◆ **Problem requirements**
Look for the string "gravel" in the listing below, then copy every line that has it.

◆ **Provided records**
-- Opening Marker --

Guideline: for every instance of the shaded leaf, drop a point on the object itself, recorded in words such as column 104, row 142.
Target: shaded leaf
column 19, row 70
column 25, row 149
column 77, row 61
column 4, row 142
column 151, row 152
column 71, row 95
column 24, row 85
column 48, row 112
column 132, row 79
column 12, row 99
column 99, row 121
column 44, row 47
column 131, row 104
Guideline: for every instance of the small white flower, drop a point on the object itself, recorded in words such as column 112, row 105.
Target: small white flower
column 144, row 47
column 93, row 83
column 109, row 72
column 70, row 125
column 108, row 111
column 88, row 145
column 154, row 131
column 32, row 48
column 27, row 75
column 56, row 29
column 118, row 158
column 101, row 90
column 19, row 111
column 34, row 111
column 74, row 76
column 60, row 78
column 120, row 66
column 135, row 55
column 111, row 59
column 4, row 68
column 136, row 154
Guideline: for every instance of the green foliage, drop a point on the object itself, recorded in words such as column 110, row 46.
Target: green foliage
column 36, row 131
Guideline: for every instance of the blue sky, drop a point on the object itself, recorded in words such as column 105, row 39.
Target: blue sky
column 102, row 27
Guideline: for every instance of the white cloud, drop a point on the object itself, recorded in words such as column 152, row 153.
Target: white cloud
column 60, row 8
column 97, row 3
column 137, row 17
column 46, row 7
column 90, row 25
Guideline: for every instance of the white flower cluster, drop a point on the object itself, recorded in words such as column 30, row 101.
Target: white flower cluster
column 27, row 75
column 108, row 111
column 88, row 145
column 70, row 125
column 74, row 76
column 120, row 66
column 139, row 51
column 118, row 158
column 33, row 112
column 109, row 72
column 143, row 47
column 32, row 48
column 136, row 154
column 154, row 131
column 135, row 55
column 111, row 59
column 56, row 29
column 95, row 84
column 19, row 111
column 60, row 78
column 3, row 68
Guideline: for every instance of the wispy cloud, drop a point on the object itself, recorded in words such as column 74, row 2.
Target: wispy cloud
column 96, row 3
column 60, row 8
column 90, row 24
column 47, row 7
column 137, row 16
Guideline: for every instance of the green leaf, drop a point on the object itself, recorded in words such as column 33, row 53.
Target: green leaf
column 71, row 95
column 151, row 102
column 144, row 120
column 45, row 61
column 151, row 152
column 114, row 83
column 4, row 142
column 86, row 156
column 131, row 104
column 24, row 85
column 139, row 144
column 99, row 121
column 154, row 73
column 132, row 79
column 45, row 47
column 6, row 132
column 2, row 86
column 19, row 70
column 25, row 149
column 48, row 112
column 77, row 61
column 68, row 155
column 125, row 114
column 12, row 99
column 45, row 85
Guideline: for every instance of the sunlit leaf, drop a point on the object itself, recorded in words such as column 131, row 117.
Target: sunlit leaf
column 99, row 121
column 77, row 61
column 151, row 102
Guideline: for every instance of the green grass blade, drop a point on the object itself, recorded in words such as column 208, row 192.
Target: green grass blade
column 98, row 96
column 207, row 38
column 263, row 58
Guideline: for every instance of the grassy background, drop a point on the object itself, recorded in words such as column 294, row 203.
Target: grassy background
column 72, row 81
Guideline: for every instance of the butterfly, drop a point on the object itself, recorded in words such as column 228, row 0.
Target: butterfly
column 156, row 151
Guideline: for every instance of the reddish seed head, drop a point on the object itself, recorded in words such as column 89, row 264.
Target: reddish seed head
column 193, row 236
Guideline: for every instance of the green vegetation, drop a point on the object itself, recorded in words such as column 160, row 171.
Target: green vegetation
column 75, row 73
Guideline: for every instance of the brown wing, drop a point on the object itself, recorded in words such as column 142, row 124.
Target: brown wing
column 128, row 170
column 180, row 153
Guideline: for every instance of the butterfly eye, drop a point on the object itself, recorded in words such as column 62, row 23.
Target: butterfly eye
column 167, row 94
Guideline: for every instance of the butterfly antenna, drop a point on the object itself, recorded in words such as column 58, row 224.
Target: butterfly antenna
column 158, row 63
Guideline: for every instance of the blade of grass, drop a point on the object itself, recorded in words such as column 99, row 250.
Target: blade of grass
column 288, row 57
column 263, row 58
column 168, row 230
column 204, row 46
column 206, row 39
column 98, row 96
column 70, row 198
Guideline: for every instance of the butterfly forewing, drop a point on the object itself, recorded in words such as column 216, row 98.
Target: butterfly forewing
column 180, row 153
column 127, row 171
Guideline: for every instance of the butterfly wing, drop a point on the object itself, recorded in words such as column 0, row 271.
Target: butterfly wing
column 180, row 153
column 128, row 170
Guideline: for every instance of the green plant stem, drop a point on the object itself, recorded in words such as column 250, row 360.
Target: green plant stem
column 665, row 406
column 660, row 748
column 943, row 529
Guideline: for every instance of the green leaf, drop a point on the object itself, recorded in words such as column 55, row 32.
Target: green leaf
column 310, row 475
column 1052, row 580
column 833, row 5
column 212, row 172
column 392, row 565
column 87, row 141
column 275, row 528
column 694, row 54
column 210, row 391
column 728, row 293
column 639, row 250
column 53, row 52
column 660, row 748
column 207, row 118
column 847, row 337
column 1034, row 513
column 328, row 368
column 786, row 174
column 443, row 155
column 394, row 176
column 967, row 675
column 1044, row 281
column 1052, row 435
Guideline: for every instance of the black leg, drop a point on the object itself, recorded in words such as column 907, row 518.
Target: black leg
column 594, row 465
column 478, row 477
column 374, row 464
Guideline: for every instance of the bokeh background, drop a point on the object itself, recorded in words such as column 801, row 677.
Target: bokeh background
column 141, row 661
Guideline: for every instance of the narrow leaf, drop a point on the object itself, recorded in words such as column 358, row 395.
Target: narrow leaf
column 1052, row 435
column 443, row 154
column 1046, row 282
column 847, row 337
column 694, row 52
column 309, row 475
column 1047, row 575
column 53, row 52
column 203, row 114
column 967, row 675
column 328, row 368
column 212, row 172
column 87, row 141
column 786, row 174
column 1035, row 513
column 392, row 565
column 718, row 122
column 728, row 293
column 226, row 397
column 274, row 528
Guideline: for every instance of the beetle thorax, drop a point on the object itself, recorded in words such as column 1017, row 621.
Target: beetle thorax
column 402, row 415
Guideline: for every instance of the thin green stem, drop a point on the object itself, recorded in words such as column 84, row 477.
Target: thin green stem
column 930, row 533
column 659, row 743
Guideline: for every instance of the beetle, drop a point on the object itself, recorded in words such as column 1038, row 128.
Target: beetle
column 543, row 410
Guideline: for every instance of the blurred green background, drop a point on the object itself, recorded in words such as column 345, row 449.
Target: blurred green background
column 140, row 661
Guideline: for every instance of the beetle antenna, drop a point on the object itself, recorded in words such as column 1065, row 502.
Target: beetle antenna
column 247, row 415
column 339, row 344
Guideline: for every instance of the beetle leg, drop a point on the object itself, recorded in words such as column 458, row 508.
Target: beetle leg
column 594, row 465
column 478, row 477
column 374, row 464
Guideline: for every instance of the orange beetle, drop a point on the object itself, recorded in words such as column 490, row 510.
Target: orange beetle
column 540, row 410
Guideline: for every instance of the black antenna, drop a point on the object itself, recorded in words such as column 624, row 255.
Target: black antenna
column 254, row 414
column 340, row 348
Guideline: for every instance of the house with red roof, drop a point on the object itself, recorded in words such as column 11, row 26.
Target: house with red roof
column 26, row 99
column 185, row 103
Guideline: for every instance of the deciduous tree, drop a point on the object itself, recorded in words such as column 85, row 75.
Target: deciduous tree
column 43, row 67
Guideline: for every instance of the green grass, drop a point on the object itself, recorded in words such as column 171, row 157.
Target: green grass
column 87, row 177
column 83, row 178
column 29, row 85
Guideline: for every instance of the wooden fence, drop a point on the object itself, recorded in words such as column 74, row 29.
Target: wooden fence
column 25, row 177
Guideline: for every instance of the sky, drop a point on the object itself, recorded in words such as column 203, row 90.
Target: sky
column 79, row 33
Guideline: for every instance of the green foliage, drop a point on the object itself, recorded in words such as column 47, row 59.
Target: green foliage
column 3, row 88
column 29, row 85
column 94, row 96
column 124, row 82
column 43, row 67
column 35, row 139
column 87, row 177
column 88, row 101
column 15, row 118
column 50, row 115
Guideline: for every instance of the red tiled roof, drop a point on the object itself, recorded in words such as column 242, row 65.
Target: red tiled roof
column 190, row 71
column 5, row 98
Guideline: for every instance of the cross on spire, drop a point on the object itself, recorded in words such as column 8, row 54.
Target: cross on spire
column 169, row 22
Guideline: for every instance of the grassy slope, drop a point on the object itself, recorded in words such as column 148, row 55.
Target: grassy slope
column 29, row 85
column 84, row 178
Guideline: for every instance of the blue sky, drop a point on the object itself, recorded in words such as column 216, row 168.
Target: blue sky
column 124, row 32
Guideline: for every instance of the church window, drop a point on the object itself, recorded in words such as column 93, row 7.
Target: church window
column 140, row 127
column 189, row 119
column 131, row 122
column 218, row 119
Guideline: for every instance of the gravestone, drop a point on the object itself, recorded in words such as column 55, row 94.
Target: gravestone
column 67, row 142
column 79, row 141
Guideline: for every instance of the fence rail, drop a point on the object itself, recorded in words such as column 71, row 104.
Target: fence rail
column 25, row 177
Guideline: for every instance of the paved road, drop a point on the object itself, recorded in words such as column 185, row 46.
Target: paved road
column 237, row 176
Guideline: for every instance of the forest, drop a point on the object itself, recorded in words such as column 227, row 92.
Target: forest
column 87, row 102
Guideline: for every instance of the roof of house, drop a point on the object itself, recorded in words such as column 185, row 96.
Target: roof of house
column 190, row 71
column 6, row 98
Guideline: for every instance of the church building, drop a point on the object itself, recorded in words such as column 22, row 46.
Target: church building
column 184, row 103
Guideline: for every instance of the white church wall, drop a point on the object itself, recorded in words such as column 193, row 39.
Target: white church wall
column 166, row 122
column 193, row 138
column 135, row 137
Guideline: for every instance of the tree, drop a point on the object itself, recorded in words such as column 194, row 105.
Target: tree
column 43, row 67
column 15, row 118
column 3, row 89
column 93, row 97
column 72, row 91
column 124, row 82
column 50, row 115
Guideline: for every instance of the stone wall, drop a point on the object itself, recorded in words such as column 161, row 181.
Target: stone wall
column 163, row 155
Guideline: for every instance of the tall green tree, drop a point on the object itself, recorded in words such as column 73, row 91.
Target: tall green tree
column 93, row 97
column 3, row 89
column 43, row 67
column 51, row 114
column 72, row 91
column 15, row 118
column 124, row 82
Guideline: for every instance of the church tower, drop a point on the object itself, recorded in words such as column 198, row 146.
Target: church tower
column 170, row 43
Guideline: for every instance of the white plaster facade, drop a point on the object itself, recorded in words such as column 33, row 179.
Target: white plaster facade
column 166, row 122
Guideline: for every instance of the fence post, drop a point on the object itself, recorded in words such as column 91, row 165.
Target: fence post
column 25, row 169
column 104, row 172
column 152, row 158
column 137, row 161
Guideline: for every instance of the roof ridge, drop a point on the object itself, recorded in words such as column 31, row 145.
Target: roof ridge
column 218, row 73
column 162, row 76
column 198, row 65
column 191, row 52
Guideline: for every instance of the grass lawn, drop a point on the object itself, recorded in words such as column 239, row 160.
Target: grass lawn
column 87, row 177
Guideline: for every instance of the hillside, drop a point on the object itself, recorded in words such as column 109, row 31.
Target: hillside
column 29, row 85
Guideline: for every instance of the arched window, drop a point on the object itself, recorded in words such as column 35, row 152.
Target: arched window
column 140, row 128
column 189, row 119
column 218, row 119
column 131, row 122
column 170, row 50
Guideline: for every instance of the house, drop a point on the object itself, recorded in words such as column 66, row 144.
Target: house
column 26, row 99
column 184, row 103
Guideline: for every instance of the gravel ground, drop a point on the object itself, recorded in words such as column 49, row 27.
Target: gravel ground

-- Closing Marker --

◆ **Solution**
Guideline: for every instance of the gravel ground, drop a point on the object itself, recorded in words such as column 49, row 27.
Target: gravel ground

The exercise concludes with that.